Texto para leitura
──────────
Texto produzido pelo Grupo de Assuntos Agrários da Associação dos Geógrafos Brasileiros – Seções Rio de Janeiro e Niterói – GT Agrária/AGB¹
O Norte Fluminense está produzindo soja. Os municípios de Macaé e Campos dos Goytacazes registraram, nos últimos anos, plantações de soja em algumas fazendas da região. A cultura, que parecia distante do Norte Fluminense, agora figura como uma “bombástica” novidade para o desenvolvimento local². O Grupo de Trabalho de Assuntos Agrários da Associação dos Geógrafos(as) Brasileiros(as) - Seções Locais Rio de Janeiro e Niterói - esteve em campo para pesquisar a situação e, a partir da análise de documentos e de conversas com os atores envolvidos no processo, chegou ao seguinte diagnóstico.
──────────
Material
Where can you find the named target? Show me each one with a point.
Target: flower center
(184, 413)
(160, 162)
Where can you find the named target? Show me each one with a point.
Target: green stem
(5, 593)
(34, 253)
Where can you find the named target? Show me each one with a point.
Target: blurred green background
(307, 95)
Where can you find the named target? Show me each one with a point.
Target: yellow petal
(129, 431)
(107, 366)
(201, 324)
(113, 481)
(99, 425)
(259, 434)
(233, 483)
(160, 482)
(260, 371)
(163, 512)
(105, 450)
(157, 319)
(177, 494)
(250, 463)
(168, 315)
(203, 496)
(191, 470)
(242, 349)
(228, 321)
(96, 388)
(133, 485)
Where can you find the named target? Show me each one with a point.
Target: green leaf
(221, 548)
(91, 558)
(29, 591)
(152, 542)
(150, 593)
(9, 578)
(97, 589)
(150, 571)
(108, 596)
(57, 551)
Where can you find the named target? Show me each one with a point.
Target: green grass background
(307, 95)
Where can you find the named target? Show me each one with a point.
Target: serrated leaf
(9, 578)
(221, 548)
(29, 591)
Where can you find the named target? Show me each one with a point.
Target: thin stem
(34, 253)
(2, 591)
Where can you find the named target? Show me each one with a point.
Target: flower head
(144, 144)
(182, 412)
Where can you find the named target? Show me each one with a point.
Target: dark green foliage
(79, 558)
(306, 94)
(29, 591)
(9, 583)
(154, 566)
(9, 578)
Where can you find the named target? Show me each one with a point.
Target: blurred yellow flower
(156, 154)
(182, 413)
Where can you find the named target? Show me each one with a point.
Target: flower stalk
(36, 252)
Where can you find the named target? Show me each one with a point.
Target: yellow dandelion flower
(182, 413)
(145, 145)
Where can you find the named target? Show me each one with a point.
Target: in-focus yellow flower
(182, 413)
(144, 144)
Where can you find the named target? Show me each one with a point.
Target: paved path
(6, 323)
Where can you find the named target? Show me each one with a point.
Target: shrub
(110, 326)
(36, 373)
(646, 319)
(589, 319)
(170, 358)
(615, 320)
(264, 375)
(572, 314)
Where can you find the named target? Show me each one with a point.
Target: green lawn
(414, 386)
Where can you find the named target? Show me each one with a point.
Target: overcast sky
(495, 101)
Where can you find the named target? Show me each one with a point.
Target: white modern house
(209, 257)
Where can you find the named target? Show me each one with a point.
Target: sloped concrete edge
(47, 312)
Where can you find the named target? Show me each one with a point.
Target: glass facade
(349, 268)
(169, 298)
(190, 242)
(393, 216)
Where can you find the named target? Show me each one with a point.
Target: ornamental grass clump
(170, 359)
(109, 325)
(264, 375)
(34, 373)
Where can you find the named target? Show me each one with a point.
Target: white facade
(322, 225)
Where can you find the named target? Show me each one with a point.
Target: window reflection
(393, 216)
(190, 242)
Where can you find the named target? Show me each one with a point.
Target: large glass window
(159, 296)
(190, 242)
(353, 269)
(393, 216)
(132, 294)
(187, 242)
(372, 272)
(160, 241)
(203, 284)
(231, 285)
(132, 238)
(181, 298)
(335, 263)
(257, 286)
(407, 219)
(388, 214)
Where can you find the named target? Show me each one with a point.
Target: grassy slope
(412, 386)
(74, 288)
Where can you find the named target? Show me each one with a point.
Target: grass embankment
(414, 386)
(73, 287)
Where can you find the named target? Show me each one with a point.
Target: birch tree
──────────
Tarefa proposta
Transcreva na íntegra o texto sobre o cultivo de soja no Norte Fluminense, sem nenhuma alteração.

Resposta do exercício
Texto produzido pelo Grupo de Assuntos Agrários da Associação dos Geógrafos Brasileiros – Seções Rio de Janeiro e Niterói – GT Agrária/AGB¹
O Norte Fluminense está produzindo soja. Os municípios de Macaé e Campos dos Goytacazes registraram, nos últimos anos, plantações de soja em algumas fazendas da região. A cultura, que parecia distante do Norte Fluminense, agora figura como uma “bombástica” novidade para o desenvolvimento local². O Grupo de Trabalho de Assuntos Agrários da Associação dos Geógrafos(as) Brasileiros(as) - Seções Locais Rio de Janeiro e Niterói - esteve em campo para pesquisar a situação e, a partir da análise de documentos e de conversas com os atores envolvidos no processo, chegou ao seguinte diagnóstico.